• Reading text:
******

Time was fleeting; color was beginning to drain out of things; the nictitating membrane was settling in; increasingly I found myself engaging in angry mind rehearsals with Ted and venting to my closest women friends. I would think, I don’t want to live laterally anymore, skimming over the surface. Vertical is how I need to live. Moving so fast through life leaves no time for the spirit, for mystery, for the existential.

I asked him, “Who are you, Ted? Beneath your worldly successes and the applause and clamor of the crowd, who are you?” I tried to explain by using myself as an example: “I have been an award-winning actor, but that’s just what I did, that’s not who I am. If that was who I am, I’d have been miserable leaving it all behind.” I tried to tell him who I felt I was: a woman in the last act of her life who wanted to be authentic, whole, to deepen my life, to embody the soul I felt hovering around me, asking to be invited in.

I love Ted and always will, and I knew that it wasn’t for lack of intelligence that he didn’t understand me. Well, yes, in a way it was—lack of emotional intelligence, the result of his traumatic childhood.

Perhaps I could have handled the constant traveling if it hadn’t been for the other things that hurt me; if I had been allowed more time on my own every now and then; if I had been able to spend more time with my emotionally accessible women friends, my children, my organization. Perhaps I would have been able to return to him better able to accept not only his drivenness but his enmeshment. He fears if no one is there to witness him, he will no longer exist.

Then something quite unexpected was thrown into this unsettled mix: the magic of grandmotherhood. Vanessa told me she was pregnant, and I knew that I wanted and needed to be there for her in whatever ways I could. Ted had always generously gone out of his way to help Vanessa and me grow closer, inviting her to travel with us, even offering her a job at Avalon Plantation doing what she does so well—organic farming. But when I told him she was going to have a baby and that I wanted to be there for her as much as possible, he exploded in rage. I think he sensed that my energy would be drawn away from him for a while. But frankly I was stunned and disturbed by his reaction.

As the time of the birth approached, I told Ted I wanted to be with Vanessa for the ten days surrounding her due date. Although by now he had gotten over his anger, he wasn’t happy about my going. But there was no question that this was where I had to be, and Ted even surprised us by showing up as Vanessa went into labor.

******

• Collected material:
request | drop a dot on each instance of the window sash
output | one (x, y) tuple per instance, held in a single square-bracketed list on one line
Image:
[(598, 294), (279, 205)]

******

Retype the passage about Ted from "I love Ted and" through "no longer exist.", inclusive.

I love Ted and always will, and I knew that it wasn’t for lack of intelligence that he didn’t understand me. Well, yes, in a way it was—lack of emotional intelligence, the result of his traumatic childhood.

Perhaps I could have handled the constant traveling if it hadn’t been for the other things that hurt me; if I had been allowed more time on my own every now and then; if I had been able to spend more time with my emotionally accessible women friends, my children, my organization. Perhaps I would have been able to return to him better able to accept not only his drivenness but his enmeshment. He fears if no one is there to witness him, he will no longer exist.